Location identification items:

+++++

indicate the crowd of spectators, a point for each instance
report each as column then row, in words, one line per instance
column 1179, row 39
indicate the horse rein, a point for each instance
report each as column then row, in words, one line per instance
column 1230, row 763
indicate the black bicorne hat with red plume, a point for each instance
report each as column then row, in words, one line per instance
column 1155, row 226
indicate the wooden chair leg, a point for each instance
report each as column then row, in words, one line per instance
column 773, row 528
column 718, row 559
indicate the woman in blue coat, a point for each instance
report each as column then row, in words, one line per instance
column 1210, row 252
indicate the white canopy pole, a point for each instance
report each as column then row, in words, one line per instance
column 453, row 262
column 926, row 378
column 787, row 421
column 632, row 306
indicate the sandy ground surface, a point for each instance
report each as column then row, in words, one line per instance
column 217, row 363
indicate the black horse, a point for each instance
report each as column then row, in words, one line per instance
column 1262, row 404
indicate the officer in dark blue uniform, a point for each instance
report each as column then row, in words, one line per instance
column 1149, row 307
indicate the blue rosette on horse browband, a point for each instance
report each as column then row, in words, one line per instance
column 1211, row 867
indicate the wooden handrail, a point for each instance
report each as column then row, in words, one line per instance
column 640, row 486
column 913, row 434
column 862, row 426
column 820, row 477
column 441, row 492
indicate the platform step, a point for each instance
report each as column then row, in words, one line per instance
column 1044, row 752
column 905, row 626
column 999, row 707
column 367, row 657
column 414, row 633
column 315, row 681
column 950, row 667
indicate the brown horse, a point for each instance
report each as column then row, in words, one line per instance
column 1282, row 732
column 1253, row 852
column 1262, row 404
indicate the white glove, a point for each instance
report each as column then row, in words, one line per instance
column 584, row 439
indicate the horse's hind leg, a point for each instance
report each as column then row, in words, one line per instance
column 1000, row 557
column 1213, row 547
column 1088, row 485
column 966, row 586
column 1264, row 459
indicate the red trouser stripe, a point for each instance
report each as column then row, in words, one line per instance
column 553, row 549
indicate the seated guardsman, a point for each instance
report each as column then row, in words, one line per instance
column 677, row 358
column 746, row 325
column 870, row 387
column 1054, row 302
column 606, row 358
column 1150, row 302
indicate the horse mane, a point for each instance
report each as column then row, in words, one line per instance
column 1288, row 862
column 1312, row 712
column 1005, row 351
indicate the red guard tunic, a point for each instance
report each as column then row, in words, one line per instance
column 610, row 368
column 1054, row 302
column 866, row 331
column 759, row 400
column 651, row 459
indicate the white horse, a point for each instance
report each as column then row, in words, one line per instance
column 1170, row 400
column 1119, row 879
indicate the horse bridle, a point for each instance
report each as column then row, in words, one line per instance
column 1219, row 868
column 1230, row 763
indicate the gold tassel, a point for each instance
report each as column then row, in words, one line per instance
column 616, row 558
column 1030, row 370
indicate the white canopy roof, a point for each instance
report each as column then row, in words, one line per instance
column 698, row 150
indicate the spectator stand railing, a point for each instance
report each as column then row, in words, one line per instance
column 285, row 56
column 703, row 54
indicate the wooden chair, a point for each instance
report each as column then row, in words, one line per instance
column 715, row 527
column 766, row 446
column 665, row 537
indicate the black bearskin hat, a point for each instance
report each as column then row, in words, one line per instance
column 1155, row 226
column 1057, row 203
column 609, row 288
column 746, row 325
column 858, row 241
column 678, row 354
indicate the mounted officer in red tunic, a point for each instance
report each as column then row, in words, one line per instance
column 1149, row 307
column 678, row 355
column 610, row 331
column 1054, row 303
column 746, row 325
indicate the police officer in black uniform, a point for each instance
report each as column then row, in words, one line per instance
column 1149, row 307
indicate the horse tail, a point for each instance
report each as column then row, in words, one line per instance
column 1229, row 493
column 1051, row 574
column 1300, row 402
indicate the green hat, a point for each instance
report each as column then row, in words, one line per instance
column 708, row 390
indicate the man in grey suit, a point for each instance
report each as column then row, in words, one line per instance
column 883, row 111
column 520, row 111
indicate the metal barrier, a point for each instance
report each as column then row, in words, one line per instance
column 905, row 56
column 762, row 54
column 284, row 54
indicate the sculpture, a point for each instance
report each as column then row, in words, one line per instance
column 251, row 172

+++++

# PROBLEM
Write out all of the records above exactly as they appear.

# THE COMPLETED TASK
indicate the crowd of spectators, a point for each instance
report each as column then row, in words, one line per instance
column 1179, row 39
indicate the horse rein, a point for each instance
report each as column then row, in words, one line per instance
column 1230, row 763
indicate the black bicorne hat with red plume, a point for each instance
report each as column then row, in words, one line per instance
column 1155, row 226
indicate the wooden chair leg, a point for each instance
report each as column then row, in words, one line per instance
column 773, row 528
column 718, row 559
indicate the woman in blue coat, a point for each instance
report each as column then row, in words, one line per instance
column 1210, row 252
indicate the white canopy pole, a point for each instance
report each as column then row, in words, one line per instance
column 453, row 262
column 926, row 378
column 787, row 421
column 632, row 306
indicate the sandy ground surface, a point for each instance
report each as column then row, in words, one line per instance
column 217, row 363
indicate the black horse, a point for each instance
report each as column then row, in words, one line per instance
column 1262, row 404
indicate the officer in dark blue uniform, a point for each instance
report each as column then row, in words, one line per instance
column 1149, row 307
indicate the blue rosette on horse browband, a point for each instance
report each as column then row, in words, one line per instance
column 1211, row 867
indicate the wooden handrail, a point for each instance
report each as column then row, in words, one line per instance
column 640, row 486
column 913, row 434
column 862, row 426
column 820, row 477
column 441, row 492
indicate the platform step, a point for each instance
report each as column then row, in words, one line per instance
column 1044, row 752
column 905, row 626
column 999, row 707
column 367, row 657
column 414, row 633
column 315, row 681
column 950, row 667
indicate the brown horse, a point for each instance
report each as column then row, in words, one line per instance
column 1282, row 732
column 1253, row 852
column 1262, row 404
indicate the white glove, a point for each instance
report each as column then row, in words, one line per instance
column 584, row 439
indicate the horse's hind leg, a point for each instance
report each as column then row, in words, one line per instance
column 1000, row 557
column 1213, row 547
column 1088, row 485
column 966, row 586
column 1264, row 459
indicate the red trouser stripe, a point for each instance
report each as column then row, in words, one line per instance
column 553, row 549
indicate the seated guardsman, a point for each instance
report each as column then row, in words, one line per instance
column 677, row 358
column 746, row 325
column 870, row 387
column 1054, row 302
column 606, row 358
column 1150, row 302
indicate the horse mane, a point for each instance
report each as column then row, in words, one line per instance
column 1288, row 862
column 1312, row 712
column 1005, row 351
indicate the red guard tunic, a point for each instance
report each as column then row, in words, one line per instance
column 610, row 368
column 1054, row 302
column 866, row 331
column 759, row 400
column 651, row 459
indicate the white horse, a point for each instance
report each as column then row, in words, one line per instance
column 1170, row 400
column 1119, row 879
indicate the horse bridle, a point for each instance
report each as column then row, in words, one line per instance
column 1219, row 868
column 1230, row 763
indicate the gold tassel, a point for each instance
report each as column then row, in words, one line per instance
column 616, row 558
column 1030, row 370
indicate the white canopy roof, a point for each instance
report each as column then row, in words, one line per instance
column 698, row 150
indicate the spectator stand railing, a point for each instance
report each as column then row, in words, one line per instance
column 285, row 56
column 703, row 54
indicate the wooden chair, a point for each instance
report each as column then row, in words, one line per instance
column 715, row 527
column 766, row 446
column 665, row 537
indicate the black bearskin hat, a point for each instance
report each as column then row, in words, one line per instance
column 1155, row 226
column 1057, row 203
column 609, row 288
column 746, row 325
column 858, row 241
column 678, row 354
indicate the mounted officer in red tunic, a point for each instance
report each as column then row, in words, one line per instance
column 1149, row 307
column 678, row 355
column 610, row 331
column 1054, row 303
column 746, row 325
indicate the police officer in black uniform, a point for each instance
report each as column then row, in words, one line per instance
column 1149, row 307
indicate the horse tail, a point for each instance
report each as column then row, in words, one line per instance
column 1229, row 493
column 1051, row 574
column 1300, row 402
indicate the green hat, a point for each instance
report each as column then row, in words, one line per instance
column 708, row 390
indicate the man in grey suit, a point for each instance
report each as column then row, in words, one line per instance
column 883, row 111
column 520, row 111
indicate the metal barrier, a point for each instance
report each as column then row, in words, one line per instance
column 905, row 56
column 762, row 54
column 284, row 54
indicate the sculpture, a point for each instance
report each as column then row, in words, one line per instance
column 251, row 172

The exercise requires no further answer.